_Given instruction_. Quote all of the material below word for word, without changing anything.
** Begin **
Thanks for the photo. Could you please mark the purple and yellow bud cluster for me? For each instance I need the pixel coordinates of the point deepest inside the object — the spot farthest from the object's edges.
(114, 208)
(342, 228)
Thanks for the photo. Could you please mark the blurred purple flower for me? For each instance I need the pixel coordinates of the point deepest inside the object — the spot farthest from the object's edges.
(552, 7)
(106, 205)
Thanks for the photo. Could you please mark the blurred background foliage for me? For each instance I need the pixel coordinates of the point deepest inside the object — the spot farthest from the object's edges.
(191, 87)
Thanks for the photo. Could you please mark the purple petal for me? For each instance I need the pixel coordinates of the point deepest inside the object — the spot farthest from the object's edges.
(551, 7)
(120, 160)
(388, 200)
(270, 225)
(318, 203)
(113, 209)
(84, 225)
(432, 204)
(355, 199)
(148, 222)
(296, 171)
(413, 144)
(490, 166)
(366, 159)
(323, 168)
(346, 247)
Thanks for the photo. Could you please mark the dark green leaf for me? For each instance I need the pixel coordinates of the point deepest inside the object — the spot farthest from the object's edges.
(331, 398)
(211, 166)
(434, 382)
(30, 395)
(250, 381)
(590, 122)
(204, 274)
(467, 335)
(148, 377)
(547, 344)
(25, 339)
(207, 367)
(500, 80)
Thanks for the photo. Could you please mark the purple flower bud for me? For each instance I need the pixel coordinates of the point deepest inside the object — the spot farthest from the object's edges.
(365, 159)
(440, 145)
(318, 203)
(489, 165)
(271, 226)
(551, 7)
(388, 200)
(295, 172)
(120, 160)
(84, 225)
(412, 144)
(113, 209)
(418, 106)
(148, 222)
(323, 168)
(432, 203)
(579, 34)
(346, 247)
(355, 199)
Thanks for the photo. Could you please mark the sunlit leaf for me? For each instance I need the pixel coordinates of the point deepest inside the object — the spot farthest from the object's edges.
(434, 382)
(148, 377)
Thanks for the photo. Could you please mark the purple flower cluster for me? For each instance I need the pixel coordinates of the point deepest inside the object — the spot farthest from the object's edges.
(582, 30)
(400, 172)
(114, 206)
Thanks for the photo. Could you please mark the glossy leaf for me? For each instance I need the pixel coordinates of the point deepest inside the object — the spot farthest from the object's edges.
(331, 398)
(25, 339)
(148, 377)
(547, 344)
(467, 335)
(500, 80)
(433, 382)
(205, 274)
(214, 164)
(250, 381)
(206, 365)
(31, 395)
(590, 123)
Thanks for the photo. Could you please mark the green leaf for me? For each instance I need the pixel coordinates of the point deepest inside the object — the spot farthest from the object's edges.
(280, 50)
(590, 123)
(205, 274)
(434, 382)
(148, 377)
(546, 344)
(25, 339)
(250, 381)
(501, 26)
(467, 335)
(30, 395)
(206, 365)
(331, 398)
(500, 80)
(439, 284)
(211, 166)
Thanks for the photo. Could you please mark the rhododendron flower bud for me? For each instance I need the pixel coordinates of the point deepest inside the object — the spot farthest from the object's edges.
** End **
_Written response_.
Thanks for the photo. Could you please mark the purple and yellow bud cluster for me? For each instance I need the pixel coordinates of the point deepest inside the object — the spot farthest from the object's edges.
(114, 208)
(342, 228)
Thanks for the photo. Could you please mark the blurred purple flower for me? For each instance I need the pixel coordinates of the point deepest inside the object — the spot farthest from the object's edges.
(552, 7)
(106, 205)
Thanks for the photo. Could you please mark the blurred background foliage for me? For each instance I need the pixel coordinates of the point deepest inside the object — the spot farthest from the object's edges.
(191, 87)
Thanks for the photo. Could you please mark the purple petal for me? For each instance I need the pixel coordinates of the point deepest inside the object — the spot farthest from the object's edges.
(551, 7)
(120, 160)
(388, 200)
(270, 225)
(318, 203)
(113, 209)
(84, 225)
(432, 204)
(355, 199)
(148, 222)
(296, 171)
(413, 144)
(490, 166)
(366, 159)
(323, 168)
(346, 247)
Thanks for the photo. Could you please mark the dark green leaf for me? For each instance I need the pixel coordinates of the point deepest inside the object — the spot farthest from the object's edges.
(331, 398)
(211, 166)
(434, 382)
(30, 395)
(250, 381)
(590, 122)
(204, 274)
(467, 335)
(148, 377)
(547, 344)
(25, 339)
(207, 367)
(500, 80)
Thanks for the photo. Could you please mark the purple flower bud for me? For each instance I need the pixel coordinates of the point deepest inside the object — the spot farthest from the object's edges.
(365, 159)
(440, 145)
(318, 203)
(489, 165)
(271, 226)
(551, 7)
(388, 200)
(295, 172)
(120, 160)
(84, 225)
(412, 144)
(113, 209)
(418, 106)
(148, 222)
(323, 168)
(432, 203)
(579, 34)
(346, 247)
(355, 199)
Thanks for the photo. Could you please mark the sunlit leaf for me? For each instance I need the pixel coordinates of the point deepest inside the object — the spot farthest from the object's edges.
(434, 382)
(148, 377)
Thanks for the photo. Could you please mark the purple flower cluster for me? For each instance I need the pixel coordinates of the point deepest inside the object — the spot farthest from the object's edges.
(582, 30)
(400, 172)
(114, 206)
Thanks for the photo. Could you please mark the glossy leaf for me? For each instance I need the pixel coordinates of the point deepest inside the object — the spot farthest from the object's edges.
(331, 398)
(25, 339)
(148, 377)
(547, 344)
(467, 335)
(500, 80)
(433, 382)
(205, 274)
(214, 164)
(250, 381)
(206, 365)
(31, 395)
(590, 123)
Thanks for the photo. Could you please mark the green leaf for me? For each instance I need the pixel coordinates of the point deepest inside the object — the spot farthest from the object's edges.
(280, 50)
(590, 123)
(205, 274)
(434, 382)
(148, 377)
(546, 344)
(25, 339)
(250, 381)
(501, 26)
(467, 335)
(30, 395)
(206, 365)
(331, 398)
(500, 80)
(439, 284)
(211, 166)
Thanks for the photo. Could you please mark the rhododendron flower bud for me? For each instance I need the pixel coordinates of the point deepest inside the object — the spot farthest from the object's edges.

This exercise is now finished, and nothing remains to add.